**Task instructions:**
1. In the passage on vector types, which chapters are said to cover vectorization?
2. Carry on with the passage on vector types, starting after its final sentence.

**Page extract:**
..........

Vectors are collections of data. These can be useful because parallelism in our computers comes from collections of compute hardware, and data is often processed in related groupings (e.g., the color channels in an RGB pixel). Sound like a marriage made in heaven? It is so important, we’ll spend a chapter discussing the merits of vector types and how to utilize them. We will not dive into vectorization in this chapter, since that varies based on device type and implementations. Vectorization is covered in Chapters 15 and 16.

This chapter seeks to address the following questions:

  • What are vector types?

  • How much do I really need to know about the vector interface?

  • Should vector types be used to express parallelism?

  • When should I use vector types?

We discuss the strengths and weaknesses of available vector types using working code examples and highlight the most important aspects of exploiting vector types.

How to Think About Vectors

Vectors are a surprisingly controversial topic when we talk with parallel programming experts, and in the authors’ experience, this is because different people define and think about the term in different ways.

There are two broad ways to think about vector data types (a collection of data):

  1. 1.

    As a convenience type, which groups data that you might want to refer to and operate on as a group, for example, grouping the color channels of a pixel (e.g., RGB, YUV) into a single variable (e.g., float3), which could be a vector. We could define a pixel class or struct and define math operators like + on it, but vector types conveniently do this for us out of the box. Convenience types can be found in many shader languages used to program GPUs, so this way of thinking is already common among many GPU developers.

  2. 2.

    As a mechanism to describe how code maps to a SIMD instruction set in hardware. For example, in some languages and implementations, operations on a float8 could in theory map to an eight-lane SIMD instruction in hardware. Vector types are used in multiple languages as a convenient high-level alternative to CPU-specific SIMD intrinsics for specific instruction sets, so this way of thinking is already common among many CPU developers.

Although these two interpretations are very different, they unintentionally became combined and muddled together as SYCL and other languages became applicable to both CPUs and GPUs. A vector in the SYCL 1.2.1 specification is compatible with either interpretation (we will revisit this later), so we need to clarify our recommended thinking in DPC++ before going any further.

Throughout this book, we talk about how work-items can be grouped together to expose powerful communication and synchronization primitives, such as sub-group barriers and shuffles. For these operations to be efficient on vector hardware, there is an assumption that different work-items in a sub-group combine and map to SIMD instructions. Said another way, multiple work-items are grouped together by the compiler, at which point they can map to SIMD instructions in the hardware. Remember from Chapter 4 that this is a basic premise of SPMD programming models that operate on top of vector hardware, where a single work-item constitutes a lane of what might be a SIMD instruction in hardware, instead of a work-item defining the entire operation that will be a SIMD instruction in the hardware. You can think of the compiler as always vectorizing across work-items when mapping to SIMD instructions in hardware, when programming in a SPMD style with the DPC++ compiler.

For the features and hardware described in this book, vectors are useful primarily for the first interpretation in this section—vectors are convenience types that should not be thought of as mapping to SIMD instructions in hardware. Work-items are grouped together to form SIMD instructions in hardware, on the platforms where that applies (CPUs, GPUs). Vectors should be thought of as providing convenient operators such as swizzles and math functions that make common operations on groups of data concise within our code (e.g., adding two RGB pixels).

..........

**Entries for labeling object positions:**
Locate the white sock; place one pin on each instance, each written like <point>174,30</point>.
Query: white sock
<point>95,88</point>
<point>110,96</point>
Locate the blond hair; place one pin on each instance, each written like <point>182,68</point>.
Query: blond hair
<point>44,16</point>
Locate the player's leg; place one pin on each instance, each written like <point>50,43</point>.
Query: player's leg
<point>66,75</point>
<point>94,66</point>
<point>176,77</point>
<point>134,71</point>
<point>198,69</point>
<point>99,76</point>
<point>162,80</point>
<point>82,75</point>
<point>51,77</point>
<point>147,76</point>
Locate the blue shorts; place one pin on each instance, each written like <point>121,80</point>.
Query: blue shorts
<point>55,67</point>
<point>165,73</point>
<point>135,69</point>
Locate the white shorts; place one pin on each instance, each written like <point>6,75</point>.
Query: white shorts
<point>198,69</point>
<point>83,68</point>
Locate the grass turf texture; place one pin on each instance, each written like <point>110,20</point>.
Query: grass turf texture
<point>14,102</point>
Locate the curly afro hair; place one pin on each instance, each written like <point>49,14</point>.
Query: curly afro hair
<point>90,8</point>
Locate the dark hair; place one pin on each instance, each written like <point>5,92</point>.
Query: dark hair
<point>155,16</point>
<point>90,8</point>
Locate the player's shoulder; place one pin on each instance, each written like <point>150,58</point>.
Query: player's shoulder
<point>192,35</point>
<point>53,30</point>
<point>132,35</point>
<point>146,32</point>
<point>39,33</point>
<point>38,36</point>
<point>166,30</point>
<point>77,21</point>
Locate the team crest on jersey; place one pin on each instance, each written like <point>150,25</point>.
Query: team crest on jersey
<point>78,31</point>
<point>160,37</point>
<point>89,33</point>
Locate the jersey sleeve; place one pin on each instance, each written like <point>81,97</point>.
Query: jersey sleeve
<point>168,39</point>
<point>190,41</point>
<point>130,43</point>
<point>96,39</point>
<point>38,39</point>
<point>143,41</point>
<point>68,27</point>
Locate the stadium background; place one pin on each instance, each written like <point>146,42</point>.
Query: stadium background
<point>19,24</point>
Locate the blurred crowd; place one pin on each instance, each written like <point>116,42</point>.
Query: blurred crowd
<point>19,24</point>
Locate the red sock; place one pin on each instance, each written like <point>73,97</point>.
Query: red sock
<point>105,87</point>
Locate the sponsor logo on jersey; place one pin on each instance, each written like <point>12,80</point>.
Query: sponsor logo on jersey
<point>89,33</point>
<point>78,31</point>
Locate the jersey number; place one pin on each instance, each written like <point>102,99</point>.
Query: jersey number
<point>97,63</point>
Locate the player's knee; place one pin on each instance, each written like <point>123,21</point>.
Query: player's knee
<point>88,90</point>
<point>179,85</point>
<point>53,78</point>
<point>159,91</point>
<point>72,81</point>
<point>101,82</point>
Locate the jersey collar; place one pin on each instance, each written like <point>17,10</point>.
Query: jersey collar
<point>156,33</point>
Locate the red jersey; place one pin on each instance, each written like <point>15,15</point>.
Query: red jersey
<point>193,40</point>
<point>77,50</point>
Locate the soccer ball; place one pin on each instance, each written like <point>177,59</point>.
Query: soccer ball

..........

**Answers for the exercise:**
1. Chapters 15 and 16.

2.
For developers coming from languages that don’t have vectors or from GPU shading languages, we can think of SYCL vectors as local to a work-item in that if there is an addition of two four-element vectors, that addition might take four instructions in the hardware (it would be scalarized from the perspective of the work-item). Each element of the vector would be added through a different instruction/clock cycle in the hardware. With this interpretation, vectors are a convenience in that we can add two vectors in a single operation in our source code, as opposed to performing four scalar operations in the source.

For developers coming from a CPU background, we should know that implicit vectorization to SIMD hardware occurs by default in the compiler in a few ways independent of the vector types. The compiler performs this implicit vectorization across work-items, extracts the vector operations from well-formed loops, or honors vector types when mapping to vector instructions—see Chapter 16 for more information.

OTHER IMPLEMENTATIONS POSSIBLE!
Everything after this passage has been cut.